When I was 8 years old my parents took me to a large medical facility where I spent two days undergoing testing for a learning disability. I don’t specifically remember being told I was or how far behind grade level I had fallen. But I do remember being told I had very good auditory recall. My parents stressed that I was not less intelligent than my peers, I just learned differently. I was an “auditory learner.”
Luckily for me, the teachers and tutors I worked with over the following six years as I caught up to grade level did not confine me to strategies tailored specifically for auditory learners. As I struggled to learn to read, my teachers used songs, pictures, colors, manipulatives, and everything in between. According to research, we might have individual learning preferences, but we all benefit from being introduced to content in a variety of ways.
Expanding on the earlier work of Walter Burke Barbe (McGuire), Neil Fleming and Colleen Mills in the 1990s described the “learning styles” you might be familiar with – visual, auditory, reading/writing, and kinesthetic. These styles represent most of our individual strengths or preferences.
Some people, for example, remember details of an image better than they remember tones within a sound. Individual preferences are important because they often provide an entry point in which people can engage new material in a familiar way. However, these preferences are not fixed. They do not represent the only way a person can learn, and they may not even represent how a person always learns best. Instead, a variety of factors impact how someone will learn most effectively.
Learning Affected by Motivation, Personality, and Content
Three key factors that affect the way we learn are motivation, personality, and content. Motivation is an important element of our learning because it influences our behavior. When we are motivated, we behave in ways that positively affect our learning, like working harder.

:::::

**PROBLEMS TO WORK ON**
a) List the four learning styles that the passage on learning styles names as described by Neil Fleming and Colleen Mills.
b) Carry the passage on learning styles forward from its final sentence.
The data that comes after this text has nothing to do with the tasks.

:::::

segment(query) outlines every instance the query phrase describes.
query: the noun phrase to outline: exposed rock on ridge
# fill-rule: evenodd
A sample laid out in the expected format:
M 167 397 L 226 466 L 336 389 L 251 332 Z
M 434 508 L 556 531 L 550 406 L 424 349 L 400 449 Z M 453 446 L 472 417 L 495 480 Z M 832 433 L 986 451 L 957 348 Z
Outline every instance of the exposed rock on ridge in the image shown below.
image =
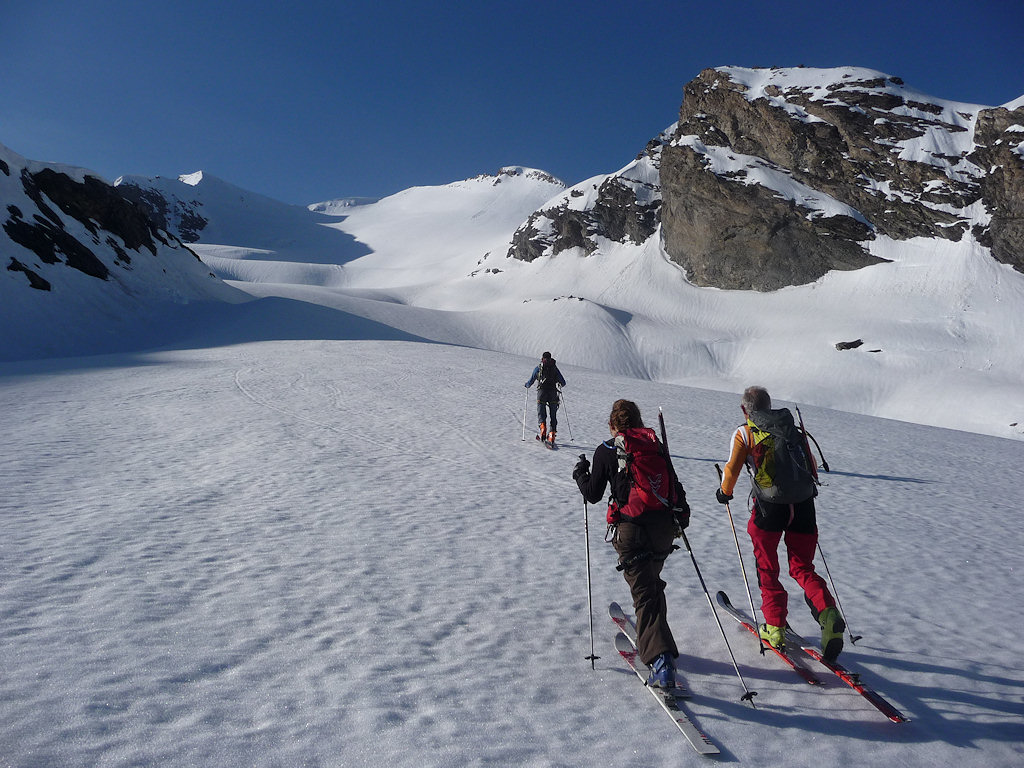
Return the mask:
M 615 174 L 577 184 L 535 212 L 512 238 L 508 255 L 522 261 L 570 248 L 593 253 L 598 238 L 643 243 L 657 230 L 662 205 L 657 166 L 668 133 Z
M 660 225 L 696 285 L 770 291 L 878 263 L 870 241 L 969 232 L 1022 269 L 1024 106 L 936 99 L 871 70 L 706 70 L 679 122 L 599 183 L 538 211 L 531 261 Z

:::::

**ANSWERS BY TASK**
a) Visual, auditory, reading/writing, kinesthetic

b)
Personality affects our learning because it determines how we process new information and setting. Extroverts are external processors. They need to work out concepts externally, usually around other people, to create meaning. Alternatively, introverts are internal processors. They need time and space to mentally process new content in order to create meaning.
Content structures our learning because we learn different forms of new information in different ways. While someone might have an auditory learning preference, they are unlikely to learn the features of a particular map without seeing it. (Learning Styles)
Recently when I was introduced to learning research at the beginning of graduate school, I was surprised to realize that I use study strategies from each learning preference category on a regular basis. Although I had continued to call myself an “auditory learner,” in practice I employed a wide range of strategies to compensate for my learning difference. I almost always employ an auditory strategy by having my computer read my textbook aloud. At the same time, I retain much more content if I combine this with a secondary strategy, such as highlighting a physical copy of the textbook as I listen.
Trusting Our Instincts
What does this mean for Sunday School teachers and others who teach in the Church? This research actually makes life easier for Christian formation leaders who may not have formal teacher training. Effective learning by different participants is based on a variety of factors, so teachers do not need to tailor class sessions to fit individual learning styles for those who show up.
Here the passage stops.